■ Task prompt:
Pull out every line in the entries below that contains the string "floral". Case counts.

== == ==

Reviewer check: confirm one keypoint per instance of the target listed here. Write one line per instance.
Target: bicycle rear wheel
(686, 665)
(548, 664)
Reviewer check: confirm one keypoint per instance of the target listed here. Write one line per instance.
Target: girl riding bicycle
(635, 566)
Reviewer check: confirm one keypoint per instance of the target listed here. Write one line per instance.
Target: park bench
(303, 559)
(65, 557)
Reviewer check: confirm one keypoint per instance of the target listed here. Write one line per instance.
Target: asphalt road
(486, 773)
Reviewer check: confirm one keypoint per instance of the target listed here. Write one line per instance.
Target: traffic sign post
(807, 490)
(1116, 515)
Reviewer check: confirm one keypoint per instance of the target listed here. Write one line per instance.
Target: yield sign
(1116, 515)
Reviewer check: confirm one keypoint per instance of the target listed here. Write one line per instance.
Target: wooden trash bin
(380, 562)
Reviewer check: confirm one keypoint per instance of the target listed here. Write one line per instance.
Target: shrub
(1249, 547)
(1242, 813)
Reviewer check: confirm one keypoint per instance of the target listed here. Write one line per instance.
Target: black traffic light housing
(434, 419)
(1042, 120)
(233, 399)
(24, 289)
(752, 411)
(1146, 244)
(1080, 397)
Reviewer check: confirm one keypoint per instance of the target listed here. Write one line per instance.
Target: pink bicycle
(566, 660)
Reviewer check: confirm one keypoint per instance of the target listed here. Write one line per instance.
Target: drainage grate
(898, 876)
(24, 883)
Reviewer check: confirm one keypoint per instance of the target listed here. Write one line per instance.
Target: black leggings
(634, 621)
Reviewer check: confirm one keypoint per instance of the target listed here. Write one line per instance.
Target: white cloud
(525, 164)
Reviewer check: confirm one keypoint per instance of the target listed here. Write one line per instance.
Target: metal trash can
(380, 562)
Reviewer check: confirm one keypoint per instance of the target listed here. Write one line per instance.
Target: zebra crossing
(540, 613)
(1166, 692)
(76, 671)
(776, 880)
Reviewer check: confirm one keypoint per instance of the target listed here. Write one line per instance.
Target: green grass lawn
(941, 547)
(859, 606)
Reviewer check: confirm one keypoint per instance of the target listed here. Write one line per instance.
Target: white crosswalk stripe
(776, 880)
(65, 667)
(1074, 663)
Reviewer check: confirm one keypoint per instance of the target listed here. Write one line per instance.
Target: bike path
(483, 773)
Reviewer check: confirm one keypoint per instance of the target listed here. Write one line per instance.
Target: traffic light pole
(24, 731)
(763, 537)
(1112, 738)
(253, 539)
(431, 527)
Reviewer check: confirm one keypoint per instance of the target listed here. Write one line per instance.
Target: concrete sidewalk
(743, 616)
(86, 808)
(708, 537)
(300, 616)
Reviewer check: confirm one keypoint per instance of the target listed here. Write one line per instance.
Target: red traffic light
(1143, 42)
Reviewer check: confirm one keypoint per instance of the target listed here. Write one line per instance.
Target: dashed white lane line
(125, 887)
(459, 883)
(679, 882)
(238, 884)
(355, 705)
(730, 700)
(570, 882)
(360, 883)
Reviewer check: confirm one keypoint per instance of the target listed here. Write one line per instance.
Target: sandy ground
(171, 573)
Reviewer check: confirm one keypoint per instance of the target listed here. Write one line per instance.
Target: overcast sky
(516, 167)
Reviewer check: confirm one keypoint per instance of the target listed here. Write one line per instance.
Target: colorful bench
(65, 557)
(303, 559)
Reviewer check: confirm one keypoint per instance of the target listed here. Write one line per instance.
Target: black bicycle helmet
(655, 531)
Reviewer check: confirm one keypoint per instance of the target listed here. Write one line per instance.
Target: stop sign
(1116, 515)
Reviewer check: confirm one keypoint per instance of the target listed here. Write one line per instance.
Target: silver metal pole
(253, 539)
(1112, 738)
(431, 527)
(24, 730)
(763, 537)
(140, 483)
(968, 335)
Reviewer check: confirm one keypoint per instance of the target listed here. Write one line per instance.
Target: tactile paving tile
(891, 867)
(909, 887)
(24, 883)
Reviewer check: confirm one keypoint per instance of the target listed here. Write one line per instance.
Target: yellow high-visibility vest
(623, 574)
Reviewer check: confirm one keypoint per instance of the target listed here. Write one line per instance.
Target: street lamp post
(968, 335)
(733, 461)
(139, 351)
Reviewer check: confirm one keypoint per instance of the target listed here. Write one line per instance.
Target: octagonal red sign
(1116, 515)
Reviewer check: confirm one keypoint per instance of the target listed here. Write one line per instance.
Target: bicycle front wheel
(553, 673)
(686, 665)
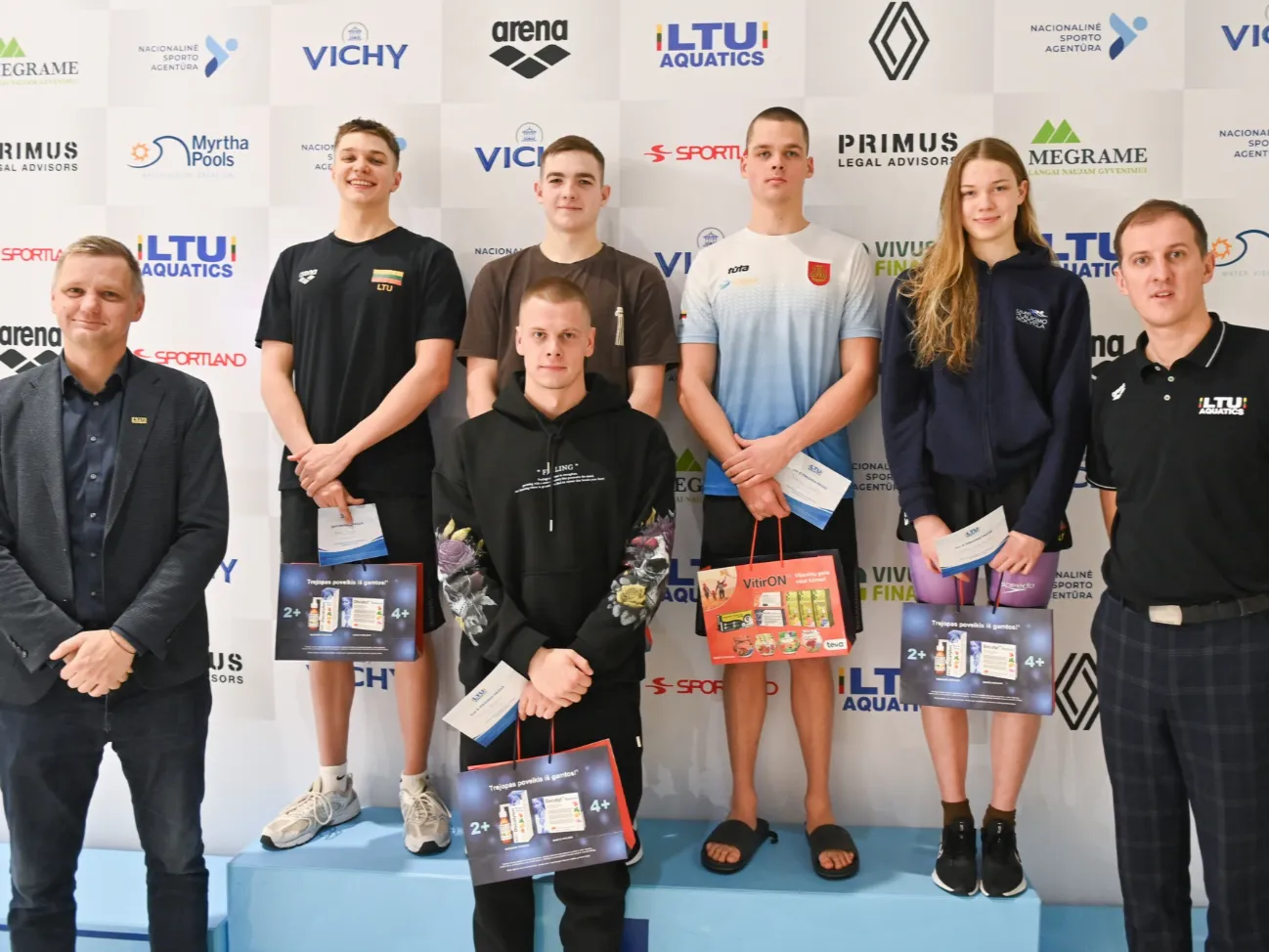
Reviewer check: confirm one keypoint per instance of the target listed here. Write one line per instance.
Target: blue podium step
(110, 899)
(358, 887)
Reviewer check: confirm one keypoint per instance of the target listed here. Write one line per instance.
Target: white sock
(334, 777)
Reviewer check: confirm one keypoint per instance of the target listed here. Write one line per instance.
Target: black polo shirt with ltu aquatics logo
(1187, 452)
(353, 313)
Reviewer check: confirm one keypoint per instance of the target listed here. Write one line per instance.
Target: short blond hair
(556, 291)
(103, 246)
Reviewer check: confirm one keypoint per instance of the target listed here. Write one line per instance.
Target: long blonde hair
(944, 284)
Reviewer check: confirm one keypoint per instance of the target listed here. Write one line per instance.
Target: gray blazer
(166, 527)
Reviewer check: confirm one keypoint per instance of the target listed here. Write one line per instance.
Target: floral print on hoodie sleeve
(459, 556)
(639, 587)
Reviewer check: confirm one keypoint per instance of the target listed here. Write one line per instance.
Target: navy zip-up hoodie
(1022, 405)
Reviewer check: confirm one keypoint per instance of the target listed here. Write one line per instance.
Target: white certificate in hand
(339, 542)
(812, 489)
(491, 708)
(974, 544)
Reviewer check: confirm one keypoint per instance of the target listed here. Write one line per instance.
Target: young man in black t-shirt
(358, 332)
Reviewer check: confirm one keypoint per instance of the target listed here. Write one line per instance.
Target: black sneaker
(1001, 866)
(957, 866)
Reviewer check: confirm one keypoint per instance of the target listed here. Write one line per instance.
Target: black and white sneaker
(957, 867)
(1001, 866)
(635, 852)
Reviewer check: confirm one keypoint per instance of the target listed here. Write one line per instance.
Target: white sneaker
(310, 814)
(426, 817)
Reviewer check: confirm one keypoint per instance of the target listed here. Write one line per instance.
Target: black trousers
(592, 896)
(50, 755)
(1185, 725)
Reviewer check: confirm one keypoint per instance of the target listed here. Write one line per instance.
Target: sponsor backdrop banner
(202, 139)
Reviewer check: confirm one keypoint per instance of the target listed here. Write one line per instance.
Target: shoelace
(312, 806)
(421, 807)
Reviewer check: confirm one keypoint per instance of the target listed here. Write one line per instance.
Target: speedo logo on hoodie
(1035, 319)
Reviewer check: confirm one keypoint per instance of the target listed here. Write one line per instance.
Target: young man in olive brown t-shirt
(635, 339)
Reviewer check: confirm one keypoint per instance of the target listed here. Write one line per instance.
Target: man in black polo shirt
(1180, 452)
(357, 335)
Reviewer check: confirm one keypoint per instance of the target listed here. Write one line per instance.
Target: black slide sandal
(739, 834)
(833, 837)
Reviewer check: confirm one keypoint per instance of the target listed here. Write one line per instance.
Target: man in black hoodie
(554, 530)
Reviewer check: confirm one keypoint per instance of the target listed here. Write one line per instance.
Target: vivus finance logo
(17, 68)
(876, 691)
(1068, 155)
(24, 347)
(894, 256)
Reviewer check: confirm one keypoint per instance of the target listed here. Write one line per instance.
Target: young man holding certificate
(554, 517)
(779, 334)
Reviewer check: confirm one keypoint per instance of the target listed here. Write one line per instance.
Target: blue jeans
(50, 755)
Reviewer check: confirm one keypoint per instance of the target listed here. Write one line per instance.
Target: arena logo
(890, 583)
(877, 698)
(669, 266)
(1245, 255)
(529, 65)
(891, 258)
(688, 153)
(872, 150)
(681, 589)
(1076, 691)
(1073, 584)
(1251, 143)
(356, 50)
(697, 685)
(29, 254)
(38, 156)
(898, 41)
(199, 152)
(225, 667)
(1076, 250)
(17, 68)
(526, 152)
(188, 58)
(192, 358)
(712, 45)
(187, 255)
(24, 347)
(1085, 160)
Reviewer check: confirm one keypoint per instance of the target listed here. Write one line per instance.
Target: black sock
(956, 811)
(1003, 815)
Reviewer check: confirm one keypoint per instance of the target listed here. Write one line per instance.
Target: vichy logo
(38, 345)
(529, 32)
(199, 152)
(18, 70)
(526, 153)
(1077, 679)
(187, 255)
(898, 41)
(1222, 407)
(711, 45)
(669, 266)
(357, 51)
(895, 149)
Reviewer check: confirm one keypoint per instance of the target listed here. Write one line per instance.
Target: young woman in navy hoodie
(985, 404)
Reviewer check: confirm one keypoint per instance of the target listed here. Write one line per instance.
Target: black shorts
(961, 504)
(408, 531)
(727, 535)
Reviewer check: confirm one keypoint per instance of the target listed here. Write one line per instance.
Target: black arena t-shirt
(353, 314)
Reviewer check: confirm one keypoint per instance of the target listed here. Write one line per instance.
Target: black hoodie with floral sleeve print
(554, 532)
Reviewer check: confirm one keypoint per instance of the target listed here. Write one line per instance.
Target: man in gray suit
(113, 518)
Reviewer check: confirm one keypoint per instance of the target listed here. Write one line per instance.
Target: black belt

== == ==

■ Solution for this task:
Target: floral print on hoodie sleeve
Target: black hoodie with floral sleeve print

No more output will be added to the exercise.